### Exercise prompt
Rewrite all of the items below, changing each "largest circle" to "biggest circle" and keeping everything else the same.

### Listed records
++++
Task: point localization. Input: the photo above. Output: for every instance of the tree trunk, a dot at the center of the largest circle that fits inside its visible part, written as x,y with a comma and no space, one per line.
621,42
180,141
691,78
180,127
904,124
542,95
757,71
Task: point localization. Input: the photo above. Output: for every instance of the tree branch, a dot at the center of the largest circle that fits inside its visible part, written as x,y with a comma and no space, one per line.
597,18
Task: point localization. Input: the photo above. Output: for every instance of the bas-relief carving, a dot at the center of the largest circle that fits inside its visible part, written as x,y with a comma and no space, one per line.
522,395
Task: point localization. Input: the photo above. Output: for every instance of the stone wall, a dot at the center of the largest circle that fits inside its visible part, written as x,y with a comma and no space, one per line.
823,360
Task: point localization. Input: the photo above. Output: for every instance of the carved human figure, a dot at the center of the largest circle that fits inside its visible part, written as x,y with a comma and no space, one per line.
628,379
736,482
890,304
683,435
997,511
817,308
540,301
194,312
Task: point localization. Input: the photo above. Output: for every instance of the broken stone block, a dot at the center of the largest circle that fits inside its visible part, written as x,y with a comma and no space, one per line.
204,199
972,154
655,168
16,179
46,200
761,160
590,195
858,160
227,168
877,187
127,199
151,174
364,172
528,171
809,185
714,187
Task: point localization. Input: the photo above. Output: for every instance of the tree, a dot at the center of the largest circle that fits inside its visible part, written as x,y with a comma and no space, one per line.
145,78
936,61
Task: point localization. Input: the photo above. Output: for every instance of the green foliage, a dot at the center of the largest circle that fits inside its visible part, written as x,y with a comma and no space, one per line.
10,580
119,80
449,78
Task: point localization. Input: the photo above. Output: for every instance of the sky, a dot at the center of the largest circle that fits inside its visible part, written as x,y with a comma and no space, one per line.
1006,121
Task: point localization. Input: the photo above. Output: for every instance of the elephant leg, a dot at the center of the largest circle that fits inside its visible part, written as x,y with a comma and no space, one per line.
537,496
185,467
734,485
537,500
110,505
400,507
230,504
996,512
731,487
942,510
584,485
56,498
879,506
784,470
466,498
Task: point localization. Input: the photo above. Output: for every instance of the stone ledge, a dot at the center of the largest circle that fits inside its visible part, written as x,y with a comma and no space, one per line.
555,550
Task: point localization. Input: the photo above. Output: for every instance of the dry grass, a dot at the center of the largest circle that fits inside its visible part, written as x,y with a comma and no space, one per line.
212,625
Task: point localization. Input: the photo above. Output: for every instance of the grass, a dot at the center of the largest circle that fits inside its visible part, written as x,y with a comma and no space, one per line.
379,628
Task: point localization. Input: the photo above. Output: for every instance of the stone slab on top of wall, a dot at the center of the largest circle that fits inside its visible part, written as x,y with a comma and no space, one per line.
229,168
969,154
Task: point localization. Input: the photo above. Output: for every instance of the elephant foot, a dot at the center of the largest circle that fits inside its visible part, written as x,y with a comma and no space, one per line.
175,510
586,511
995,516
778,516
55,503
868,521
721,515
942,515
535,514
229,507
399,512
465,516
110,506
++++
### Complete response
Task: point localization. Input: the photo above. Output: for every instance of the tree trunk, a dot at the center of the biggest circle that fits inside its visible part, written as x,y with a comma and no space, one per line.
621,42
180,141
691,78
180,127
904,124
542,95
757,71
Task: point localization. Input: the photo above. Output: for every instance of the tree branch, a dot at the center of the biggest circle that fits inside its visible part, written as x,y with a comma and no space, one per line.
597,18
Task: point localization. Input: the photo above. Output: for every instance of the bas-relief carving, a dot at the center of the biggest circle that fits inside its visible part, written as x,y with a comma and no space, one per line.
522,395
Task: point localization. Input: the photo above. Output: for every instance of the stone wall, a dot at the center of the biggest circle that fits inside its visible part, written as x,y with a comma and no space, one per line.
823,360
Task: point localization. Input: the photo above. Output: for every instance of the carved human figure, a dot at the center of the biggest circle that fits inside its visible part, written as x,y with a comma and no space, one per line.
628,379
736,482
890,304
683,435
997,511
817,308
540,301
194,312
Task: point localization. Input: the photo above. Output: for every instance of the broken stone block, a dot at the center of the biggest circle that fits inside its visible part, written as x,y with a comma and no space, one per line.
204,199
972,154
655,168
16,179
46,200
761,160
590,195
858,160
227,168
877,187
127,199
151,174
364,172
528,171
809,185
714,187
Task: point localization. Input: the photo above. Output: for every instance of the tree, a dot at the center of the biggest circle that fits inside its visible part, written as x,y with a comma and no space, one per line.
145,78
936,61
Task: point localization. Input: the photo above. Output: for every instance of the green foliage, a dot at the center of the biggest circle that fits inside its visible part, written as x,y with a comma and no space, one per line.
10,580
119,80
449,78
Task: point localization. Input: the photo above. Output: for every instance of the sky, a dot at the center of the biggest circle that fits inside its visible part, written as x,y with a comma and no space, one per line.
1006,121
Task: point localization. Input: the photo above. Output: for every instance of the elephant leg, a dot at the center of the biggest circle that fits inside its visible part, written as x,y with a comma and no space, one per line.
537,496
185,467
734,485
537,500
110,505
400,507
230,504
996,512
731,487
942,510
584,485
56,498
879,506
784,470
466,498
Task: point localization. Input: the photo above. Output: for every instance of the stone ledge, a dot at the center of the biggest circle that fits inside its visible part, written as x,y with a comma and no space, one per line.
555,550
Task: point localization. Input: the photo above. Output: for every instance of the dry grass, a dot at the center of the biggest circle that fits inside its visible part, written as x,y with a comma and no space, one per line.
212,625
Task: point localization. Input: the photo above. Output: for every instance of the grass, a dot at the center of the biggest circle that fits inside its visible part, written as x,y with a comma and no space, one per line.
379,628
Task: point localization. Input: the photo above. Output: for every instance of the stone slab on top of wall, a dot at the center of the biggest circle that fits inside its visible part, written as x,y with a comma and no space, one per line.
229,168
969,154
Task: point localization. Input: the photo above. Output: for every instance of the elephant foot, a dot at the center of the biggest circle that fits inside its visible part, written as x,y with a comma and no space, one per line.
175,510
586,511
995,516
778,516
55,503
868,521
721,515
942,515
535,514
229,507
399,512
465,516
110,506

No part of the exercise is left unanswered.